EXTRACTED DATA>
Start of Block

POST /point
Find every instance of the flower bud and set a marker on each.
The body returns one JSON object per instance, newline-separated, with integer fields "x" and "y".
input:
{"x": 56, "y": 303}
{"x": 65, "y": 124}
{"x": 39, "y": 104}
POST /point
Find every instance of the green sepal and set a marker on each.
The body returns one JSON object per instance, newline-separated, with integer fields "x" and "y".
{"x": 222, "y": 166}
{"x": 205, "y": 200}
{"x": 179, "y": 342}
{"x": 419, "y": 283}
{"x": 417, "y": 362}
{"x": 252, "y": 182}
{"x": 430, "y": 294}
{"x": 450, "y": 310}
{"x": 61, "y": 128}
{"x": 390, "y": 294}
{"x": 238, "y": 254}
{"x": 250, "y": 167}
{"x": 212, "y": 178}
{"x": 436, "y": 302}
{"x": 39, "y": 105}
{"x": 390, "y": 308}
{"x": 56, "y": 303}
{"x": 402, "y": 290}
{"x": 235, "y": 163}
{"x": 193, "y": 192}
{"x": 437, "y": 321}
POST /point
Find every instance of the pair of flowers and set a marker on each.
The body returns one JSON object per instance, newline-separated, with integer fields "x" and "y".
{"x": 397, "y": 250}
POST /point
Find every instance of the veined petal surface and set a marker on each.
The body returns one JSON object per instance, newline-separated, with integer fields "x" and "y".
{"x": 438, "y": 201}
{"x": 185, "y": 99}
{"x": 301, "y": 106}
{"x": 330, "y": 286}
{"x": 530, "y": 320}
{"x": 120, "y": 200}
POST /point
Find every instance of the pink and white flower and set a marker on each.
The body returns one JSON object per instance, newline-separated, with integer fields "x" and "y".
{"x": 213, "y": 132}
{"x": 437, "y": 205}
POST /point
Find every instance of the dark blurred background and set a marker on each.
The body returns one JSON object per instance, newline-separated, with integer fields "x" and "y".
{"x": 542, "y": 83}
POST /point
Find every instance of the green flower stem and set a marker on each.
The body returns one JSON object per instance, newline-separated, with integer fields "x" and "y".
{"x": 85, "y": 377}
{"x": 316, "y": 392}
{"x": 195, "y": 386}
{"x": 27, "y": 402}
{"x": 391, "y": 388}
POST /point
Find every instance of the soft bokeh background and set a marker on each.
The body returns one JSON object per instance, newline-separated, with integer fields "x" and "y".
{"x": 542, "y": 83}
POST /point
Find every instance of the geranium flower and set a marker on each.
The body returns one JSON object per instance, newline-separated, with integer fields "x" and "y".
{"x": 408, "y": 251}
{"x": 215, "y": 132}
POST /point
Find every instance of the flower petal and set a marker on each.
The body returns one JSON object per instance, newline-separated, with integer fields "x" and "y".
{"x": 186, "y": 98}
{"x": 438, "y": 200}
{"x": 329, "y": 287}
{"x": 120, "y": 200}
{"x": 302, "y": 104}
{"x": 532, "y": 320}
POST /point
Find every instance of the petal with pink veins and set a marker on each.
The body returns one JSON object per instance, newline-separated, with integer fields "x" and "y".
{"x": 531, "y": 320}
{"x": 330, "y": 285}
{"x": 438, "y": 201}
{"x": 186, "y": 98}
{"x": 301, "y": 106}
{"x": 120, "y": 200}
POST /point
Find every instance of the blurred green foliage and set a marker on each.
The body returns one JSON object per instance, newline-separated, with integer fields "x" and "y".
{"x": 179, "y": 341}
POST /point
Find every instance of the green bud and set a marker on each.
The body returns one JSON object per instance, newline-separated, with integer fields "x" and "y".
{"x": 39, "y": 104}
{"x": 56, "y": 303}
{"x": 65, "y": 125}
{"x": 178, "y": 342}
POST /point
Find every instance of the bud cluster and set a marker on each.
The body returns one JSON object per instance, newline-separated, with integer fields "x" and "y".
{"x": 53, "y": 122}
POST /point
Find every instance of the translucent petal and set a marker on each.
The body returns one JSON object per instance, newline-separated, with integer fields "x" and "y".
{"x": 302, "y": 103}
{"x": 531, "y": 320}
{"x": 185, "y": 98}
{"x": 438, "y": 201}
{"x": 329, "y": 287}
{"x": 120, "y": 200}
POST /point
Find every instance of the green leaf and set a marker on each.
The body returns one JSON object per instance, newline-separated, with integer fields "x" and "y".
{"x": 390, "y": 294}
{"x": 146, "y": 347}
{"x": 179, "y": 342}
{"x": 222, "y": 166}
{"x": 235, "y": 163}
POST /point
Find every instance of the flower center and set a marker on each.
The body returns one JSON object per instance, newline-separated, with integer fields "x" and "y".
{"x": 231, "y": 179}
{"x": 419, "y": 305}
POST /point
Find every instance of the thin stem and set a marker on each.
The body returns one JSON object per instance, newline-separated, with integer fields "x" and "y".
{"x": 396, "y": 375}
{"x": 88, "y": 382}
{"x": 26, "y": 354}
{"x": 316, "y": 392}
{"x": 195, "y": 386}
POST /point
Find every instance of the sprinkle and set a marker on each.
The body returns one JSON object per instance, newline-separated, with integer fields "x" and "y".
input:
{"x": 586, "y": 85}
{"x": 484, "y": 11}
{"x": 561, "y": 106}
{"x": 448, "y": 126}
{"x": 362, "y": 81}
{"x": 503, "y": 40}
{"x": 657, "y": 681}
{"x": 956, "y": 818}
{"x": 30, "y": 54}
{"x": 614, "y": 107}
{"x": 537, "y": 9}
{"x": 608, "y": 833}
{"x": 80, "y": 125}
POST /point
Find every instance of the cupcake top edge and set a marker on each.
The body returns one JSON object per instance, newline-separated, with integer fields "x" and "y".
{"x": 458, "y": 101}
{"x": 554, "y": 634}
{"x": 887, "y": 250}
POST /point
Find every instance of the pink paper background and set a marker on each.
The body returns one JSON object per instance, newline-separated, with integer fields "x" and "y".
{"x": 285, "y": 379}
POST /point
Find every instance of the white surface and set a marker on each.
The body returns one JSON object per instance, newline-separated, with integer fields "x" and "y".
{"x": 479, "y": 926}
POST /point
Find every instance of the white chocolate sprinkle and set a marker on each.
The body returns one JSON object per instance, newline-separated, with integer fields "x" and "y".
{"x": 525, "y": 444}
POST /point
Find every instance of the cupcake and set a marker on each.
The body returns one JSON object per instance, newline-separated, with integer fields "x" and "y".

End of Block

DESCRIPTION OF THE TASK> Reproduce precisely, and with no line left out, each line from the top of the entries through the line that carries "Find every instance of the veined".

WRITTEN RESPONSE>
POST /point
Find every instance of the flower bud and set a marker on each.
The body returns one JSON object per instance, newline-separated, with integer fields "x" and "y".
input:
{"x": 56, "y": 303}
{"x": 65, "y": 124}
{"x": 39, "y": 104}
POST /point
Find every instance of the green sepal and set a marker on each.
The body returns one JSON object per instance, newline-separated, with integer fields "x" and "y".
{"x": 222, "y": 166}
{"x": 205, "y": 200}
{"x": 179, "y": 342}
{"x": 419, "y": 283}
{"x": 417, "y": 362}
{"x": 252, "y": 182}
{"x": 430, "y": 294}
{"x": 450, "y": 310}
{"x": 61, "y": 128}
{"x": 390, "y": 294}
{"x": 238, "y": 254}
{"x": 250, "y": 167}
{"x": 212, "y": 178}
{"x": 436, "y": 302}
{"x": 39, "y": 105}
{"x": 390, "y": 308}
{"x": 56, "y": 303}
{"x": 402, "y": 290}
{"x": 235, "y": 163}
{"x": 193, "y": 192}
{"x": 437, "y": 321}
POST /point
Find every instance of the pair of flowers and set a marker on each.
The body returns one JSON object per instance, newline-separated, with integer fields "x" and "y".
{"x": 397, "y": 250}
POST /point
Find every instance of the veined petal surface and set a marker on each.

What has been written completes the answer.